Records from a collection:
+ + + +

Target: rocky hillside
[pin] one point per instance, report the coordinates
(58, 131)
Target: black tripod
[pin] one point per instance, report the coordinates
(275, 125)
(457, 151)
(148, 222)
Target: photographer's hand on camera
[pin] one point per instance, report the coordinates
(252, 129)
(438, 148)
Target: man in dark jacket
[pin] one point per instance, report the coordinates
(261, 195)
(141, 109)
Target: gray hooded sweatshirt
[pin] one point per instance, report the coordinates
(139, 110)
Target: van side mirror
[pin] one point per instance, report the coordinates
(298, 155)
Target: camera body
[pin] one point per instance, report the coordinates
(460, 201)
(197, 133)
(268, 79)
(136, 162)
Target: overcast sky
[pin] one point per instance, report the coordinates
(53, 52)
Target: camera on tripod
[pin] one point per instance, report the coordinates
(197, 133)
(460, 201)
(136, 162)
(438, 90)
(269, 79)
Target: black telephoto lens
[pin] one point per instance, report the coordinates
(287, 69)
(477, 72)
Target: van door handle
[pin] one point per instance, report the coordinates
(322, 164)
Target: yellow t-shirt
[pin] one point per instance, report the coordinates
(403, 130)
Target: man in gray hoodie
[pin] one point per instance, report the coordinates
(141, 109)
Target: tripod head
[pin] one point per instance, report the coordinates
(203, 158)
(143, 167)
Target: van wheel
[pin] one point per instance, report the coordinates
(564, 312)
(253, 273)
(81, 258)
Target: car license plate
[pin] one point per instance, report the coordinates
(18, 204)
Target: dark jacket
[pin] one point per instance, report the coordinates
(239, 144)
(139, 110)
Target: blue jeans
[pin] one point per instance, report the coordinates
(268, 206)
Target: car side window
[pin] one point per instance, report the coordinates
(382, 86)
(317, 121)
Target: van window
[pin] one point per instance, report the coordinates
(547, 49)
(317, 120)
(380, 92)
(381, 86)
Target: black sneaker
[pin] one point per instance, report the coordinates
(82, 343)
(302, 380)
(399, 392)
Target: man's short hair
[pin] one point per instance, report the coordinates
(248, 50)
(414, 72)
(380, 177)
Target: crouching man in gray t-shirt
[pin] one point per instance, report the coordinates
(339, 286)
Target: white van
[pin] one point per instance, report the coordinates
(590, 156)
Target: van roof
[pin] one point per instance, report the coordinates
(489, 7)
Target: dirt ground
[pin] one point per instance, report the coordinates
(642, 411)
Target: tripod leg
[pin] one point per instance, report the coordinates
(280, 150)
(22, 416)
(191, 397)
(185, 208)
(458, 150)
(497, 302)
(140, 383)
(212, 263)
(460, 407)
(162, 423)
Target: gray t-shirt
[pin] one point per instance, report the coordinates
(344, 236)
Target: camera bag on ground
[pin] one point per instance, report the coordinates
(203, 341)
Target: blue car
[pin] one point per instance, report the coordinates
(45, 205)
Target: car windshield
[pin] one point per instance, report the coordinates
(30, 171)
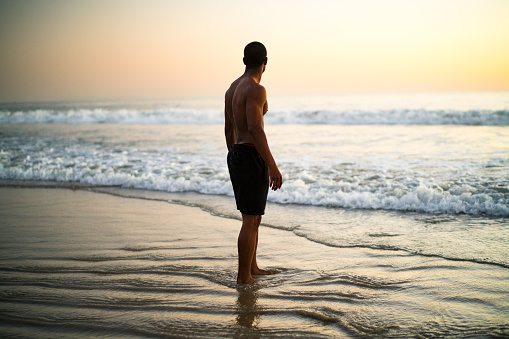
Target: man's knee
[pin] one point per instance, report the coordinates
(251, 220)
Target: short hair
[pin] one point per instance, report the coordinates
(254, 54)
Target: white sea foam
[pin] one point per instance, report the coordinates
(172, 172)
(289, 116)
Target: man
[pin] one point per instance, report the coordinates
(250, 162)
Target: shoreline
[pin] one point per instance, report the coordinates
(75, 260)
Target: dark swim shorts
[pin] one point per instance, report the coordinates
(250, 178)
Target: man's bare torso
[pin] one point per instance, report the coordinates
(237, 96)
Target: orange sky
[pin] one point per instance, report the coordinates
(68, 50)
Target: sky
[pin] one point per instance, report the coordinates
(158, 49)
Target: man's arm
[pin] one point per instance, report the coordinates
(254, 114)
(229, 129)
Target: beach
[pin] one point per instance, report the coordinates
(118, 219)
(92, 264)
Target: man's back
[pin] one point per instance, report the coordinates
(245, 96)
(250, 163)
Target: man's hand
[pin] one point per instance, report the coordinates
(276, 180)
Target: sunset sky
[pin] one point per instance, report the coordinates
(70, 50)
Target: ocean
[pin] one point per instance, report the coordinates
(424, 175)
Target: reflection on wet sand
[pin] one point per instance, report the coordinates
(247, 310)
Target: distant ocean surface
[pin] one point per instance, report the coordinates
(435, 167)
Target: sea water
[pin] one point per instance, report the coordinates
(433, 167)
(417, 175)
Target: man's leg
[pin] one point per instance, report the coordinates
(254, 265)
(248, 237)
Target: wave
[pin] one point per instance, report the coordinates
(178, 115)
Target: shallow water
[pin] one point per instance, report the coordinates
(405, 198)
(76, 263)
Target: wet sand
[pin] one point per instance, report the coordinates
(86, 264)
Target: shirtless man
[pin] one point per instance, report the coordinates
(250, 162)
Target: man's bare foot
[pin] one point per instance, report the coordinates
(247, 281)
(259, 271)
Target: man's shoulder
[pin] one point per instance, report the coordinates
(256, 91)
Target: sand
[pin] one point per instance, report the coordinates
(88, 264)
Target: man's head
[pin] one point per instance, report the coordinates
(255, 55)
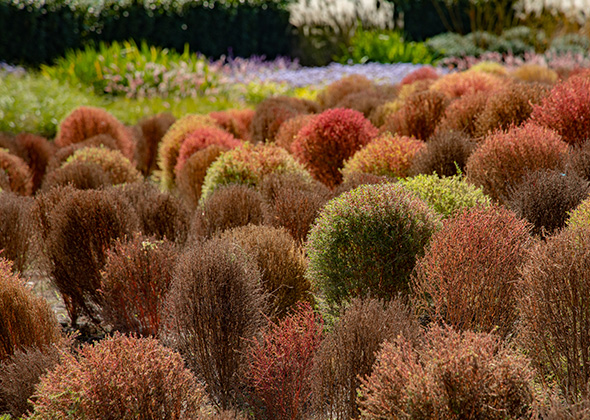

+ + + +

* [Assignment]
What do the lines above say from the one containing "Target: shallow water" down to the one containing "Target: man's head"? Return them exactly, both end lines included, and only them.

* [Task response]
Target: shallow water
[pin] one point per instance, report the coordinates
(405, 198)
(76, 263)
Target: wet sand
[pin] one point per instance, report the coordinates
(86, 264)
Target: shirtless man
[pin] one point per instance, report the coordinates
(250, 162)
Target: man's bare foot
[pin] one point per instance, report the coordinates
(247, 281)
(259, 271)
Target: man's shoulder
[pin] one point per instance, report the coordinates
(256, 91)
Target: sand
[pin] one point per instance, report the coordinates
(88, 264)
Target: man's head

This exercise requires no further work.